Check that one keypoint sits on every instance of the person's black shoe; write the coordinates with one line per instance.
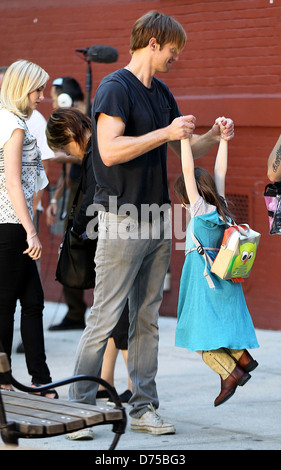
(20, 349)
(67, 324)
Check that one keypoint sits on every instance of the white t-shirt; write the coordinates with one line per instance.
(33, 176)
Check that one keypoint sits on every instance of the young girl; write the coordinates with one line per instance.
(21, 175)
(212, 321)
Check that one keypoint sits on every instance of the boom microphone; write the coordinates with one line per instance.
(100, 53)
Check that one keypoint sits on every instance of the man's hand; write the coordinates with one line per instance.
(182, 128)
(228, 128)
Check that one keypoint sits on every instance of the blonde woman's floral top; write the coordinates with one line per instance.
(33, 176)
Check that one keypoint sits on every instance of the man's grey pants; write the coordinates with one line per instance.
(131, 262)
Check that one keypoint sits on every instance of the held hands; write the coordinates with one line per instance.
(182, 127)
(223, 128)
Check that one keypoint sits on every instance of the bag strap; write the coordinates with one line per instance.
(75, 199)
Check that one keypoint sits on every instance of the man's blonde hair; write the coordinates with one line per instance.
(163, 28)
(21, 79)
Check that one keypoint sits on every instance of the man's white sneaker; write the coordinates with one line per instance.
(83, 435)
(151, 422)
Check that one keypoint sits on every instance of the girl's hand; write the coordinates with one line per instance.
(34, 249)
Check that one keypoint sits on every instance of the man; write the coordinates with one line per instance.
(134, 118)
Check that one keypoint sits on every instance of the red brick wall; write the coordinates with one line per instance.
(230, 66)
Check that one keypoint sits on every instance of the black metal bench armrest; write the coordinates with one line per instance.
(118, 427)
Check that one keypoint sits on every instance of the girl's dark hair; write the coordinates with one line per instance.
(65, 125)
(207, 189)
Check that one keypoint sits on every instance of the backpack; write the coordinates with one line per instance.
(236, 255)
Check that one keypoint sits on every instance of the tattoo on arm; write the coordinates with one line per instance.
(276, 163)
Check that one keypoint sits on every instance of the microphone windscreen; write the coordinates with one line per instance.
(102, 54)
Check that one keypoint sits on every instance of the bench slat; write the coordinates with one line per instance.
(35, 415)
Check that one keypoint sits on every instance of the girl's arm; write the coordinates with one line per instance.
(221, 164)
(188, 171)
(13, 166)
(274, 161)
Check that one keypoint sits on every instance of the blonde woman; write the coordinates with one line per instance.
(21, 175)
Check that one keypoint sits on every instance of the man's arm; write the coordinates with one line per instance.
(274, 163)
(201, 144)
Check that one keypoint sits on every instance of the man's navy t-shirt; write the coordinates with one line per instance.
(142, 180)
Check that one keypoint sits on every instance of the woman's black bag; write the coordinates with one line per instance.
(76, 267)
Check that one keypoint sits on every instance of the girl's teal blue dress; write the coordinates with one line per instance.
(210, 318)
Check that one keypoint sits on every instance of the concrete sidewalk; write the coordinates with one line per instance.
(250, 420)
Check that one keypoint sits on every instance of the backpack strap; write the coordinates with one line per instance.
(202, 251)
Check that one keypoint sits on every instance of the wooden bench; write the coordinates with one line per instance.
(25, 415)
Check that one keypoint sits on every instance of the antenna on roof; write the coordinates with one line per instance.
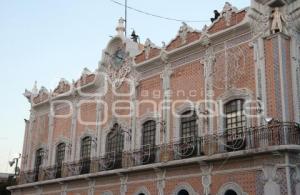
(125, 18)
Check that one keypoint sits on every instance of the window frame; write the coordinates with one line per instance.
(235, 119)
(60, 158)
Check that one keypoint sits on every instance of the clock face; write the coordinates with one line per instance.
(118, 58)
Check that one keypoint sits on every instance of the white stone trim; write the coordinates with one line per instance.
(187, 106)
(54, 147)
(143, 190)
(231, 186)
(107, 193)
(230, 95)
(106, 130)
(184, 186)
(151, 116)
(295, 60)
(87, 133)
(35, 148)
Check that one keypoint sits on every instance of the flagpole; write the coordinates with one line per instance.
(125, 18)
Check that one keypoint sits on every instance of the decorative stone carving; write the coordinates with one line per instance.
(208, 60)
(142, 190)
(277, 19)
(204, 36)
(227, 12)
(123, 187)
(167, 72)
(164, 56)
(50, 172)
(296, 178)
(270, 176)
(183, 32)
(147, 47)
(160, 181)
(74, 168)
(62, 87)
(118, 75)
(184, 186)
(292, 21)
(231, 186)
(260, 23)
(206, 179)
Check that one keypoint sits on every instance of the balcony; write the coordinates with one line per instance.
(250, 139)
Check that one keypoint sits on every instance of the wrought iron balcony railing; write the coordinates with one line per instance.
(277, 134)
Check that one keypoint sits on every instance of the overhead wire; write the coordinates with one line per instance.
(158, 16)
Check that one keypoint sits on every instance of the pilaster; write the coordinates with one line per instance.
(166, 76)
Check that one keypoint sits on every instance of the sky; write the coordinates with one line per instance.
(46, 40)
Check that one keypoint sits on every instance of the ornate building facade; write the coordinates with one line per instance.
(213, 112)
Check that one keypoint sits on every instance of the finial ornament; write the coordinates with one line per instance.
(277, 19)
(35, 89)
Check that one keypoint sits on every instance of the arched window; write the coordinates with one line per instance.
(183, 192)
(148, 142)
(235, 122)
(230, 192)
(85, 154)
(188, 134)
(60, 157)
(38, 162)
(114, 147)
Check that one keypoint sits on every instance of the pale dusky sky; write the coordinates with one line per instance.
(45, 40)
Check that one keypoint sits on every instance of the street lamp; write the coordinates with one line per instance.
(16, 162)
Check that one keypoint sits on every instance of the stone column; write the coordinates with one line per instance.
(259, 59)
(91, 190)
(206, 178)
(50, 134)
(135, 83)
(295, 63)
(160, 181)
(99, 125)
(166, 76)
(73, 129)
(29, 149)
(208, 61)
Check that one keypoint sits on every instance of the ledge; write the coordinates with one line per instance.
(160, 165)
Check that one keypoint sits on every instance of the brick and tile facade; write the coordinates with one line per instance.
(235, 59)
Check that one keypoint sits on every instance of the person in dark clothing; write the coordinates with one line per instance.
(217, 14)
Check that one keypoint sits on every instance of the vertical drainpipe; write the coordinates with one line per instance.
(288, 174)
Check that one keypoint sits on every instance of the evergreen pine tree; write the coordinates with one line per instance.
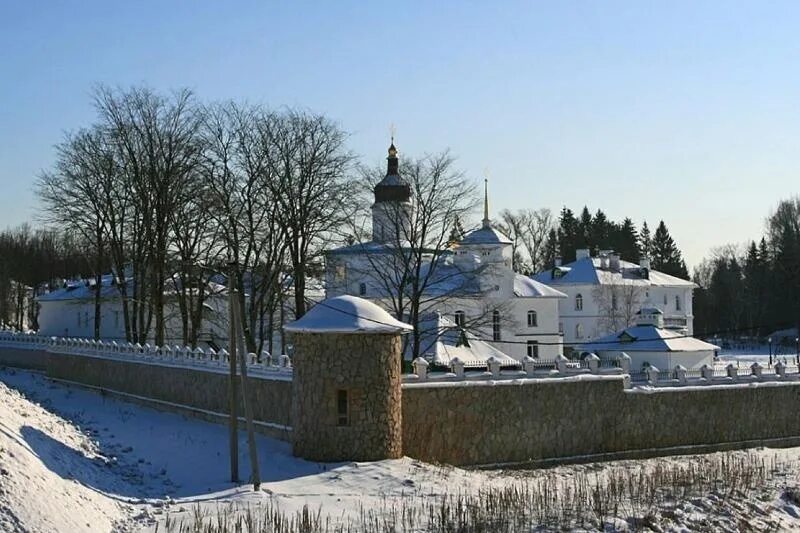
(626, 241)
(567, 235)
(584, 229)
(645, 242)
(665, 254)
(600, 235)
(550, 251)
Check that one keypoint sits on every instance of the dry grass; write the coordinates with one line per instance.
(642, 495)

══════

→ ASSIGNMENT
Repeat the listing in full and exactly. Leave any pictures out.

→ SOLVED EXERCISE
Check that one keypoint sits on every instance of the person's black shoe; write the coordinates with one line per instance.
(20, 349)
(67, 324)
Check that one keypoint sits on every instance of the white t-shirt; write the coordinates with one line per instance.
(33, 176)
Check that one keypoint sits on every instance of the young girl; write the coordinates with one line per instance.
(21, 175)
(212, 321)
Check that one keypoint sits on every instance of the boom microphone; write the coordinates with one line per instance.
(100, 53)
Check that one keypoint sits on every instance of the man's hand; write the coordinates with one line per instance.
(182, 128)
(228, 128)
Check that one keypoint sits on every instance of the blonde woman's floral top; write the coordinates with one line per instance.
(33, 176)
Check that one keypoint sits on every instance of the man's grey pants; write the coordinates with one line per instance.
(131, 262)
Check that one keypoint sits on every instance of the held hands; write the coordinates with one line per instance.
(182, 127)
(223, 128)
Check that one keypoint sits on every instance of the bag strap; write the coordinates with one line per instance.
(75, 199)
Check that one keypoint sits on every instance of the man's blonde hair; write the coordinates with one line per instance.
(163, 28)
(21, 79)
Check that one keypoint sits on every instance of the man's white sneaker; write the coordinates with one line per instance.
(83, 435)
(151, 422)
Check that one keypoint sits on every instance of the girl's hand; write the coordinates with one line per instance.
(34, 249)
Check that one keypoint sits on every instance of the man; write the coordinates with one line per instance.
(134, 118)
Check that one keypoint sits on every instance of the red brick wall; write the coordinates with one line per instance.
(230, 66)
Check that one keypoint sits on every instance of the black metal bench armrest; write the coordinates with one line per instance.
(118, 427)
Check that one keypoint sits on every instance of the girl's dark hair; write the coordinates with one line per instance.
(65, 125)
(207, 189)
Check that one keypoint sits on every instance of the backpack; write the coordinates with one line per instance.
(236, 255)
Check that one keypoint sits on every instance of the tattoo on arm; write the coordinates with one line per instance.
(276, 163)
Check that one keypoint sits on every instance of the microphone windscreen; write the coordinates with one line per instance.
(102, 54)
Check that one keypoint sits on every instance of the bench slat; write the coordinates with one line per instance.
(35, 415)
Check that one keypoint sits on every instance of the girl's arm; write the coordinates with one line per instance.
(221, 164)
(188, 171)
(13, 166)
(274, 161)
Check that one keypoint sits on every instance of the blonde woman; write the coordinates with one line per instance.
(21, 175)
Check that one keypoint sits on every instance of the man's arm; write the coordinates with one line per instance.
(274, 163)
(201, 144)
Check that one keypoint sits on every instance of the man's navy t-shirt; write the coordinates with one line per instance.
(142, 180)
Check that one keypoint sits on every instance of the woman's black bag; write the coordinates with one line per instance.
(76, 267)
Check that one keypoint sits on every instance of the girl's teal blue dress; write the coordinates with one line per instance.
(210, 318)
Check that one keypoint sits on every instance of the concrete sidewalk; write the coordinates with one line per instance.
(250, 420)
Check that one keypoint sits on every instance of the backpack strap; write the coordinates with one line per instance.
(202, 251)
Check that one keypoint sits on every instance of the wooden bench; write the coordinates with one line per instance.
(25, 415)
Check that one keypoint sits on every instance of the antenna on roof; write the coordinates with one line per instance.
(125, 18)
Check that one keypoint sits on every instance of the window frame; write the coordinates with one line per instance.
(235, 119)
(60, 158)
Check that one keypoint sits on every instance of the clock face; write the coordinates with one line per instance.
(118, 58)
Check that one keypoint sits on every instance of the white stone trim; write the coordinates with one line per instance.
(187, 106)
(54, 147)
(143, 190)
(231, 186)
(107, 193)
(230, 95)
(106, 130)
(184, 186)
(151, 116)
(295, 60)
(87, 133)
(35, 148)
Check that one keypoint sits on every instance of the flagpole; write the coordinates with one line per instance.
(125, 18)
Check that one keypoint sits on every instance of the decorative stone carving; write the coordinates with one line per instance.
(208, 60)
(142, 190)
(277, 19)
(204, 36)
(227, 12)
(123, 187)
(167, 72)
(164, 56)
(50, 172)
(296, 178)
(270, 176)
(183, 32)
(147, 47)
(160, 181)
(74, 168)
(62, 87)
(118, 75)
(184, 186)
(292, 21)
(231, 186)
(260, 23)
(206, 179)
Check that one keypoint sits on every instance of the balcony; write the coordinates with one line per instance.
(250, 139)
Check that one keypoint sits on every instance of the wrought iron balcony railing; write the coordinates with one line per instance.
(277, 134)
Check that one keypoint sits on every instance of the overhead wire; write the coordinates with one line per instance.
(158, 16)
Check that one keypoint sits on every instance of the pilaster; write the coordinates with one line per instance.
(166, 76)
Check that one keypoint sits on every instance of the sky; write the coordinates with one line per instance.
(46, 40)
Check that one keypoint sits on every instance of the ornate building facade; write the coordinates with one line per instance.
(213, 112)
Check that one keypoint sits on every instance of the finial ornament; write the coordinates with one line per instance.
(277, 19)
(35, 89)
Check that one keypoint sits on every instance of the arched window; write the coordinates with one line per instance.
(183, 192)
(148, 142)
(235, 122)
(230, 192)
(85, 154)
(188, 134)
(60, 157)
(38, 162)
(114, 147)
Check that one keypoint sits on every instance of the pale dusky sky; write the coordinates with one line per instance.
(45, 40)
Check that one keypoint sits on every instance of the street lamp; write the coordinates with one line per instance.
(16, 162)
Check that one keypoint sits on every instance of the stone column; write the coordinates with one line per instance.
(259, 59)
(91, 190)
(206, 178)
(50, 134)
(135, 83)
(295, 63)
(160, 181)
(99, 125)
(166, 76)
(73, 129)
(29, 149)
(208, 61)
Check that one keypoint sits on every instance of the ledge; write the coordinates with one line per instance.
(160, 165)
Check that one keypoint sits on every instance of the brick and tile facade; write the coordinates with one line per instance.
(235, 59)
Check that one keypoint sits on every instance of the person in dark clothing; write the coordinates with one line per instance.
(217, 14)
Check that one keypoint sits on every instance of the vertical drainpipe; write the coordinates with one line per instance.
(288, 174)
Check that one keypoint sits on every instance of the evergreen pine tree; write the coordinates with one line per instance.
(626, 241)
(567, 235)
(584, 229)
(645, 242)
(665, 254)
(600, 235)
(550, 251)
Check that one keypoint sits on every instance of the dry grass; write the coordinates with one line per instance.
(642, 495)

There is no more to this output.